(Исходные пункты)
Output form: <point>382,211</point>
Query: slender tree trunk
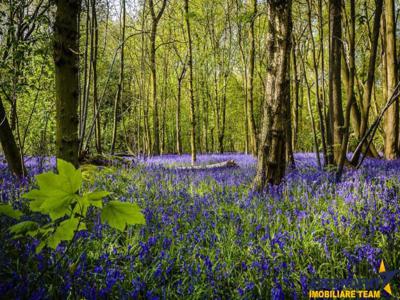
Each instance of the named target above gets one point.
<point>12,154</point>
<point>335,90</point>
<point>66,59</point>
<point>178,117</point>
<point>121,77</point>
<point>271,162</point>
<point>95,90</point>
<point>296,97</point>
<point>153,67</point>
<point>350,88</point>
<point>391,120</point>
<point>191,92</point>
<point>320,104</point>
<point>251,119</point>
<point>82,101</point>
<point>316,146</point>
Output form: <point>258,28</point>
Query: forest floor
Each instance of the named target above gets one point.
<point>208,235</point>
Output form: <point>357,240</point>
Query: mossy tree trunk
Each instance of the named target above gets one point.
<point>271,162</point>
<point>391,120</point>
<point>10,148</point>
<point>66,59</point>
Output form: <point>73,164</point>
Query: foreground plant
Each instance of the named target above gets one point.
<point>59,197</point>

==

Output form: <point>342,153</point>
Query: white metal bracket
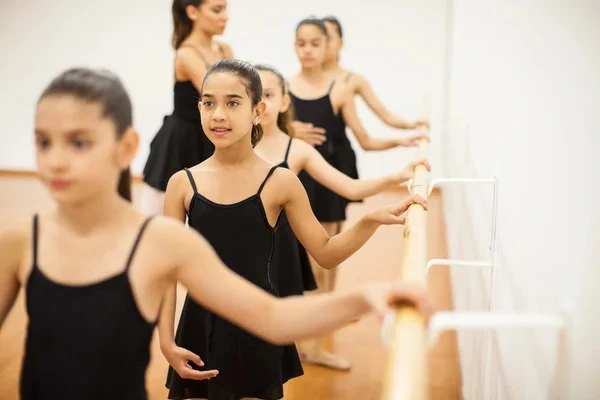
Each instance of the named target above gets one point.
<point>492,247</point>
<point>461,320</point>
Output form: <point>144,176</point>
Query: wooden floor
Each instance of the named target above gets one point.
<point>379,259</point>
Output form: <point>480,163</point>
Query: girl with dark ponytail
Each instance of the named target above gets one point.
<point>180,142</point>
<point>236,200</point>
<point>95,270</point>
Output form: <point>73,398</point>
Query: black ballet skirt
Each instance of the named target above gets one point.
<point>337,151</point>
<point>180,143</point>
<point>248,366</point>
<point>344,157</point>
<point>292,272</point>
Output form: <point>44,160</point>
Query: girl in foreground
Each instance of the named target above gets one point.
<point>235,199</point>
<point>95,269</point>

> [ЗАДАНИЕ И ТРЕБОВАНИЯ] Выпишите из пунктов выше все строки, в которых встречается слово «Output».

> [ОТВЕТ НА ЗАДАНИЕ]
Output form: <point>382,211</point>
Output form: <point>258,28</point>
Output form: <point>357,240</point>
Output form: <point>73,164</point>
Output form: <point>342,153</point>
Output form: <point>144,176</point>
Output form: <point>480,163</point>
Output form: <point>73,398</point>
Output form: <point>44,160</point>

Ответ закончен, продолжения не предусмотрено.